(OBJECTIVE):
Copy the lines from the line with "Tag the sunset" to the line with "top-left (199, 393), bottom-right (316, 470)", substituting "windscreen" for "windshield" and leaving all else unchanged.
───── DATA PROVIDED
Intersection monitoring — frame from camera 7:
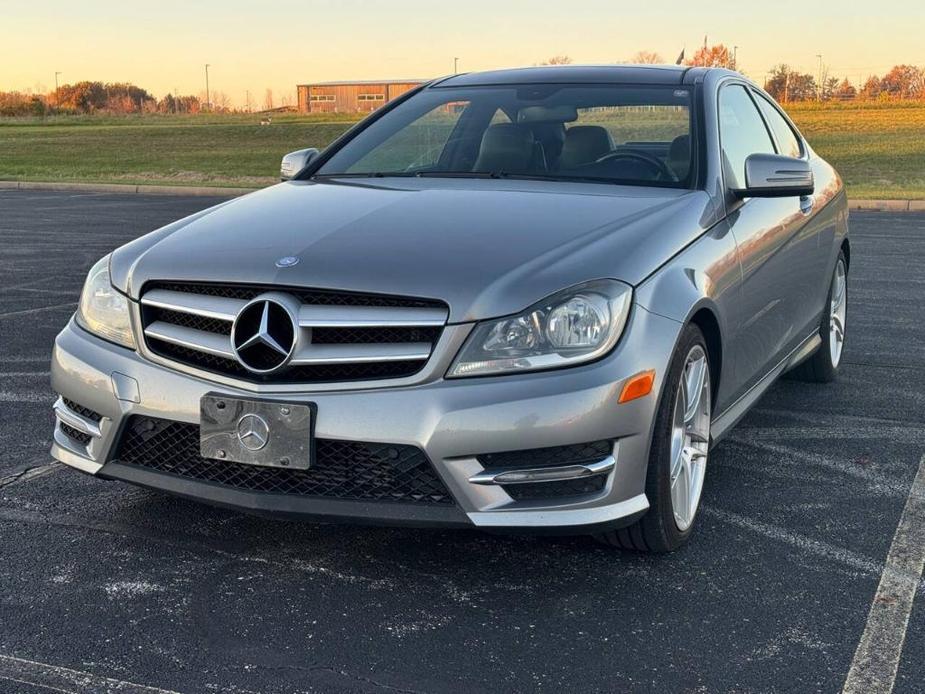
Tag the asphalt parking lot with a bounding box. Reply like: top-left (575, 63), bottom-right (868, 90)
top-left (0, 191), bottom-right (925, 693)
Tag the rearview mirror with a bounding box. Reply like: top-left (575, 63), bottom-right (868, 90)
top-left (735, 154), bottom-right (815, 198)
top-left (279, 147), bottom-right (320, 181)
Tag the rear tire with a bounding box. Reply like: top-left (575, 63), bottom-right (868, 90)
top-left (787, 252), bottom-right (848, 383)
top-left (595, 324), bottom-right (712, 552)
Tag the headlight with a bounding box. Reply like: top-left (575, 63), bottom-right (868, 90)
top-left (77, 255), bottom-right (135, 349)
top-left (447, 280), bottom-right (633, 378)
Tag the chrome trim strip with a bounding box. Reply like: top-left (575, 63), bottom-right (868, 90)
top-left (289, 342), bottom-right (430, 366)
top-left (141, 289), bottom-right (248, 323)
top-left (469, 455), bottom-right (617, 484)
top-left (710, 331), bottom-right (822, 443)
top-left (466, 494), bottom-right (649, 528)
top-left (52, 397), bottom-right (102, 438)
top-left (145, 321), bottom-right (235, 359)
top-left (51, 444), bottom-right (103, 475)
top-left (299, 304), bottom-right (448, 328)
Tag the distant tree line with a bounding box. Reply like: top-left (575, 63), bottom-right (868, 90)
top-left (0, 55), bottom-right (925, 116)
top-left (0, 81), bottom-right (204, 116)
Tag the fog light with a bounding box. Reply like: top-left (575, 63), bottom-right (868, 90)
top-left (618, 370), bottom-right (655, 405)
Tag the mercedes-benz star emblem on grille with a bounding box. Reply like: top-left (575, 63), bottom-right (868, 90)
top-left (238, 414), bottom-right (270, 451)
top-left (231, 297), bottom-right (298, 373)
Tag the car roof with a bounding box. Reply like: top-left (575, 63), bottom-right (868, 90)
top-left (432, 65), bottom-right (716, 88)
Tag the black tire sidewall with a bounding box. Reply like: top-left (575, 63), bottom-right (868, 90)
top-left (819, 251), bottom-right (848, 380)
top-left (643, 324), bottom-right (713, 550)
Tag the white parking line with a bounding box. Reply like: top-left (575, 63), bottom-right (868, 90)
top-left (701, 506), bottom-right (896, 590)
top-left (0, 461), bottom-right (61, 489)
top-left (0, 655), bottom-right (179, 694)
top-left (0, 301), bottom-right (77, 318)
top-left (842, 455), bottom-right (925, 694)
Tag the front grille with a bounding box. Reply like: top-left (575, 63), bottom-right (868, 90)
top-left (477, 439), bottom-right (613, 501)
top-left (141, 282), bottom-right (449, 383)
top-left (58, 422), bottom-right (93, 446)
top-left (61, 398), bottom-right (103, 422)
top-left (151, 282), bottom-right (443, 308)
top-left (115, 415), bottom-right (455, 506)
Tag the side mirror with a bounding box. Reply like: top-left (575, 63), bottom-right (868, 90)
top-left (735, 154), bottom-right (815, 198)
top-left (279, 147), bottom-right (320, 181)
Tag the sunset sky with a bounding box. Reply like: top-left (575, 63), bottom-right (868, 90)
top-left (0, 0), bottom-right (925, 105)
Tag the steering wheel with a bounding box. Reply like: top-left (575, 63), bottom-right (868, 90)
top-left (595, 150), bottom-right (677, 181)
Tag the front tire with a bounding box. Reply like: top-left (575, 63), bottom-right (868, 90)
top-left (597, 325), bottom-right (712, 552)
top-left (788, 252), bottom-right (848, 383)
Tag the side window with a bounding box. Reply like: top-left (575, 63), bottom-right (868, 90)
top-left (755, 94), bottom-right (803, 157)
top-left (719, 84), bottom-right (775, 188)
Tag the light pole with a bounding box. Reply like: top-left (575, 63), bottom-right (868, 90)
top-left (816, 53), bottom-right (822, 101)
top-left (206, 63), bottom-right (212, 108)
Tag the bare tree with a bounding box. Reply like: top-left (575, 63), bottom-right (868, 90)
top-left (628, 51), bottom-right (665, 65)
top-left (540, 55), bottom-right (572, 65)
top-left (212, 90), bottom-right (231, 111)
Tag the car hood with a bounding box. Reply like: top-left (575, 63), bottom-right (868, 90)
top-left (110, 178), bottom-right (712, 322)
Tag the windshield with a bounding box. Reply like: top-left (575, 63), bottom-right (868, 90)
top-left (315, 84), bottom-right (692, 188)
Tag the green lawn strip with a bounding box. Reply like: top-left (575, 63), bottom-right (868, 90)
top-left (0, 103), bottom-right (925, 200)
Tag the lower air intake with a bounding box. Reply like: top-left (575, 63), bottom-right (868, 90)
top-left (115, 416), bottom-right (455, 506)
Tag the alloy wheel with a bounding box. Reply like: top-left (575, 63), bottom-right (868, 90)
top-left (829, 258), bottom-right (848, 368)
top-left (670, 345), bottom-right (710, 532)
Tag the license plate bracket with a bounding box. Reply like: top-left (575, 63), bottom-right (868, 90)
top-left (199, 393), bottom-right (316, 470)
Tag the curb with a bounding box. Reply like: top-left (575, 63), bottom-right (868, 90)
top-left (0, 181), bottom-right (260, 197)
top-left (0, 181), bottom-right (925, 212)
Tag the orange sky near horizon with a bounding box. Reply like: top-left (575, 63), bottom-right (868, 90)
top-left (0, 0), bottom-right (925, 106)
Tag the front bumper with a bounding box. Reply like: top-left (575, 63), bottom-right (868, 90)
top-left (51, 306), bottom-right (681, 532)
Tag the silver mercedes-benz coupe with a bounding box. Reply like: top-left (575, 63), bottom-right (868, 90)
top-left (52, 66), bottom-right (850, 551)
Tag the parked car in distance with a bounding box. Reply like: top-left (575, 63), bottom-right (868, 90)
top-left (52, 66), bottom-right (850, 551)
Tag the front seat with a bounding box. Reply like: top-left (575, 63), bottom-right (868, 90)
top-left (668, 135), bottom-right (691, 181)
top-left (559, 125), bottom-right (614, 169)
top-left (472, 123), bottom-right (536, 173)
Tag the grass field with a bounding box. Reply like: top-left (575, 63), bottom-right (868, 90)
top-left (0, 103), bottom-right (925, 199)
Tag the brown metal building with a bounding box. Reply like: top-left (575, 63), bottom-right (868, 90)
top-left (296, 80), bottom-right (424, 113)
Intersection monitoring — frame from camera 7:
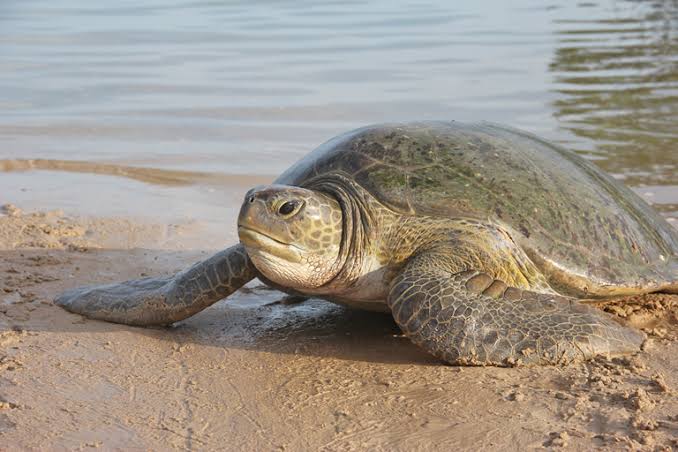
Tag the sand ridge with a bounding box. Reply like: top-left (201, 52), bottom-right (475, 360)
top-left (0, 206), bottom-right (678, 451)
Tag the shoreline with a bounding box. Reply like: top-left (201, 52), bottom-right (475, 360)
top-left (0, 208), bottom-right (678, 451)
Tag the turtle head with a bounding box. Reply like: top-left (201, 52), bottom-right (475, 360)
top-left (238, 185), bottom-right (342, 289)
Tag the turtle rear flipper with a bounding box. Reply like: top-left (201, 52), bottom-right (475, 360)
top-left (54, 245), bottom-right (256, 326)
top-left (388, 250), bottom-right (645, 366)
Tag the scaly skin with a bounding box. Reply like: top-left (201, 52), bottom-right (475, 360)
top-left (51, 122), bottom-right (678, 365)
top-left (388, 243), bottom-right (644, 366)
top-left (54, 245), bottom-right (256, 326)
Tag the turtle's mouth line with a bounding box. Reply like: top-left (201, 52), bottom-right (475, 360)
top-left (238, 225), bottom-right (294, 246)
top-left (238, 225), bottom-right (303, 262)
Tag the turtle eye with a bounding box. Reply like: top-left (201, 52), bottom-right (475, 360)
top-left (278, 201), bottom-right (299, 215)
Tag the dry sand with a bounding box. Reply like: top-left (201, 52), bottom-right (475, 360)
top-left (0, 208), bottom-right (678, 451)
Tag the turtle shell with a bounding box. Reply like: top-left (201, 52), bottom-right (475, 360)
top-left (276, 121), bottom-right (678, 290)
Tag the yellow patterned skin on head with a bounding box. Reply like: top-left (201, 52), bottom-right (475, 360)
top-left (238, 185), bottom-right (342, 290)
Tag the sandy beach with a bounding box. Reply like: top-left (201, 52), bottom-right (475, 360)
top-left (0, 0), bottom-right (678, 452)
top-left (0, 206), bottom-right (678, 451)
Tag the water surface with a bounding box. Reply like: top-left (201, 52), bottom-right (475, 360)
top-left (0, 0), bottom-right (678, 231)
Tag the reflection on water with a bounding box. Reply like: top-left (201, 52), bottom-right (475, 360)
top-left (0, 0), bottom-right (678, 222)
top-left (550, 0), bottom-right (678, 195)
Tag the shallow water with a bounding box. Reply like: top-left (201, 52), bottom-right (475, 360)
top-left (0, 0), bottom-right (678, 231)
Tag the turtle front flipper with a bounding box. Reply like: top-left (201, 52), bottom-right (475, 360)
top-left (54, 245), bottom-right (256, 326)
top-left (388, 250), bottom-right (644, 366)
──────────
(TASK SOLUTION):
Tag the sunset sky with a bounding box. Reply like: top-left (575, 63), bottom-right (868, 90)
top-left (0, 0), bottom-right (925, 105)
Tag the steering wheel with a bounding box. Reply like: top-left (575, 63), bottom-right (868, 90)
top-left (595, 150), bottom-right (677, 181)
Tag the front tire with a bounding box. Reply like: top-left (575, 63), bottom-right (868, 90)
top-left (597, 325), bottom-right (712, 552)
top-left (788, 252), bottom-right (848, 383)
Tag the side window with a bounding box. Reply like: top-left (575, 63), bottom-right (868, 90)
top-left (755, 94), bottom-right (803, 157)
top-left (719, 84), bottom-right (775, 188)
Tag the light pole with a bounding box. Reply like: top-left (575, 63), bottom-right (868, 90)
top-left (816, 53), bottom-right (822, 101)
top-left (206, 63), bottom-right (212, 108)
Tag the bare tree with a bounding box. Reply like: top-left (575, 63), bottom-right (868, 90)
top-left (628, 51), bottom-right (665, 65)
top-left (540, 55), bottom-right (572, 65)
top-left (212, 90), bottom-right (231, 111)
Tag the car hood with a bounding box. Reply like: top-left (575, 63), bottom-right (868, 90)
top-left (110, 178), bottom-right (712, 322)
Tag the windscreen with a bounding box. Reply like: top-left (575, 63), bottom-right (868, 90)
top-left (315, 84), bottom-right (692, 188)
Tag the green lawn strip with a bounding box. Reply like: top-left (575, 63), bottom-right (868, 90)
top-left (0, 103), bottom-right (925, 200)
Tag the lower air intake with a bounding box. Reply like: top-left (575, 63), bottom-right (868, 90)
top-left (115, 416), bottom-right (455, 506)
Tag the alloy wheel with a bounding box. Reply like: top-left (575, 63), bottom-right (868, 90)
top-left (829, 258), bottom-right (848, 368)
top-left (670, 345), bottom-right (710, 532)
Tag the license plate bracket with a bounding box. Reply like: top-left (575, 63), bottom-right (868, 90)
top-left (199, 393), bottom-right (316, 470)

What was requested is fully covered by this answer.